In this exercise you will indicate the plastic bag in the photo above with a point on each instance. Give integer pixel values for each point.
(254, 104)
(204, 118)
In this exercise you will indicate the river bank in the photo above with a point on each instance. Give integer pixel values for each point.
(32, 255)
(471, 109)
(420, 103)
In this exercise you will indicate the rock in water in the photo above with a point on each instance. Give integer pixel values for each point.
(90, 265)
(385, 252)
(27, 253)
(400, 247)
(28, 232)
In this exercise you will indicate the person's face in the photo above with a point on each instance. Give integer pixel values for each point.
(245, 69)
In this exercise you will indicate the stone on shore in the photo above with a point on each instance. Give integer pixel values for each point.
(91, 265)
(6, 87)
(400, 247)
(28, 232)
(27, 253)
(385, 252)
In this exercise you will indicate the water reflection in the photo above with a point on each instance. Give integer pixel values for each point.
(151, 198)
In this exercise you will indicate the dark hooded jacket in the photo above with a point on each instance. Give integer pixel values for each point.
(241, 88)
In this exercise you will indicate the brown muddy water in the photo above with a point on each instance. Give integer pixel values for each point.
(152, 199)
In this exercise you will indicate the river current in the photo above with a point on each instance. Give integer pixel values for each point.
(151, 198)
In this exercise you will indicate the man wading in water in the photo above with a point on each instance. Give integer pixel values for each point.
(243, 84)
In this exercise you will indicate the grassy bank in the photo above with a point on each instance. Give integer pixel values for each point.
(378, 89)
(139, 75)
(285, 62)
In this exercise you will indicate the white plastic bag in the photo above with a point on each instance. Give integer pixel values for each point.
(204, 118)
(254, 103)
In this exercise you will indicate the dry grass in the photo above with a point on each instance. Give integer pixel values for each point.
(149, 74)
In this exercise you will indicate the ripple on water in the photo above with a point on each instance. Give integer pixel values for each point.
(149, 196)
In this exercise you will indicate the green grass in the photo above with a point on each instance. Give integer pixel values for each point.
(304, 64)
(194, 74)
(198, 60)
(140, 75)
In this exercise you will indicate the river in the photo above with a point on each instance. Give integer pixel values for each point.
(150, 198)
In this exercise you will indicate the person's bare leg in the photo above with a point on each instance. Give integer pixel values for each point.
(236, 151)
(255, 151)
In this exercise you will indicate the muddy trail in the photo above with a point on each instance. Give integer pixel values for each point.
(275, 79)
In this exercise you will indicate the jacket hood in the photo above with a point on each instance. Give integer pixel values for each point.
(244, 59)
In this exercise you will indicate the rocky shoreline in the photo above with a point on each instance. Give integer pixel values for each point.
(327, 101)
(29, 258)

——————

● Task objective
Make an exact copy of the material above.

● Your response
In this exercise you will indicate the plastic bag in the photo above with a point on each instance. Give integer pixel values for each point.
(254, 104)
(204, 118)
In this exercise you will indicate the river bank in the photo above with a point on each instance. Give integer pixel values for each point.
(32, 255)
(471, 109)
(420, 103)
In this exercise you will indicate the rock in water in the photo above with a point on each instance. Give integer pixel values for each point.
(90, 265)
(385, 252)
(27, 253)
(400, 247)
(28, 232)
In this exercise you will indicate the person's face in the photo above with a point on each instance. Give integer pixel values for each point.
(245, 69)
In this exercise you will indicate the stone on shore in the photo above with a point on each instance. Give integer pixel values for each point.
(91, 265)
(6, 87)
(400, 247)
(28, 232)
(27, 253)
(385, 252)
In this exercise you will indicate the water reflection in the photo above with a point on each instance. Give integer pixel values for each point.
(151, 198)
In this exercise you will indicate the dark hooded jacket in the photo above with a point on each instance. Give integer pixel values for each point.
(241, 88)
In this exercise you will indicate the brown muddy water in the photo above with a point on each instance. Give integer pixel values for each point.
(152, 199)
In this exercise you will indicate the river current in the photo above with a point on each instance. Give integer pixel values for each point.
(151, 198)
In this exercise you will indicate the man wading in water in the photo above with a point on each instance. Give integer pixel values for each point.
(243, 84)
In this exercise you will indicate the grassy bank in the photo above with a point on each instance. Give integer pixel values for each point.
(378, 89)
(139, 75)
(285, 62)
In this exercise you will indicate the white plastic bag in the photo above with a point on each instance. Give integer pixel values for each point.
(204, 118)
(254, 103)
In this exercise you will indicate the dry grass in the photo above with a point on each instance. Give integer pixel values for each point.
(149, 74)
In this exercise you will indicate the ripple on water in the photo above with a point on each instance. Give integer pixel values for each point.
(149, 196)
In this exercise you will indicate the green grass in the photo above with a point on each instance. Give integer pixel values for each point.
(304, 64)
(194, 74)
(198, 60)
(140, 75)
In this exercise you will indicate the river in the photo above with a point on each instance. Give integer pixel values for each point.
(150, 198)
In this exercise you will indicate the person's bare leg in the photo above with a point on each instance. Give integer pixel values for each point.
(236, 151)
(255, 151)
In this exercise you will indicate the muddy trail in the photo above with a point on each instance. Give integer pixel values for each point.
(275, 79)
In this exercise you will indicate the jacket hood in the photo above with a point on each instance. Give integer pixel values for each point.
(244, 59)
In this exercise you will indicate the rocky shoreline in the photo above with a point on each instance. Give integer pixel values for each point.
(327, 101)
(29, 258)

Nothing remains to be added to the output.